What to work on => Every entry needs to appear again exactly as written below.

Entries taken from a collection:
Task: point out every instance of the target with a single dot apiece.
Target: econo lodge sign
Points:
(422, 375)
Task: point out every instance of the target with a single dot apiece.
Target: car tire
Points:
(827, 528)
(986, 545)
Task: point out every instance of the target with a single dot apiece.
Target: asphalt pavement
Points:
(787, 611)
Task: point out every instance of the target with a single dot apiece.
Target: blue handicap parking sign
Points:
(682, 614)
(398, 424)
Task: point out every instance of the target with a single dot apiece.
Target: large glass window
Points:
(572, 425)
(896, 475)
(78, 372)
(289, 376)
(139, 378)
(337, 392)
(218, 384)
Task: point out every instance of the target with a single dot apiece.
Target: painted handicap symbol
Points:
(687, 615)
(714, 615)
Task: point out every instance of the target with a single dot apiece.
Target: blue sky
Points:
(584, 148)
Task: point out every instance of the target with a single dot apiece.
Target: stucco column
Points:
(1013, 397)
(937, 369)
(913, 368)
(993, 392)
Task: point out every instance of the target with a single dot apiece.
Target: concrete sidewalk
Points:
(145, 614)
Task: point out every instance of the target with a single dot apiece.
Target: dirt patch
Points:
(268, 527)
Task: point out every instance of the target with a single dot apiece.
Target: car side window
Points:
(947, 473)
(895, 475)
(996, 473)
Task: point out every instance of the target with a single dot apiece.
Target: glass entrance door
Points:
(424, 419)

Response for this exercise =>
Task: point out every instance of the target with a single dot apiece.
Target: econo lodge sign
Points:
(422, 375)
Task: point out every instance of the target with a single dot apiece.
Target: car tire
Points:
(827, 528)
(986, 545)
Task: point out every instance of the target with a single dot apiece.
Target: asphalt pavement
Points:
(787, 611)
Task: point out every instance of the target with a single dot apiece.
Target: blue handicap parking sign
Points:
(682, 614)
(398, 424)
Task: point out every instance of the target with a single dot apiece.
Target: large glass window
Points:
(572, 425)
(896, 475)
(78, 372)
(289, 376)
(139, 378)
(337, 392)
(218, 384)
Task: point out every instance of the target with a single dot apiece.
Target: painted handicap symbol
Points:
(687, 615)
(714, 615)
Task: point out every instance of the target with a single dot apiece.
Target: blue sky
Points:
(584, 148)
Task: point out every instance of the target with a single dot apiece.
Target: stucco column
Points:
(1013, 397)
(937, 369)
(913, 368)
(993, 392)
Task: point out every instance of the target with a single dot apiece.
Target: concrete sidewalk
Points:
(145, 614)
Task: point out every instance of the target with a single dot apiece.
Target: dirt patch
Points:
(268, 527)
Task: point out every instance of the target with a single dot apiece.
Target: car side window
Points:
(947, 473)
(895, 475)
(996, 473)
Task: point out every instance of the target with a single dot apiece.
Target: glass entrance door
Points:
(424, 419)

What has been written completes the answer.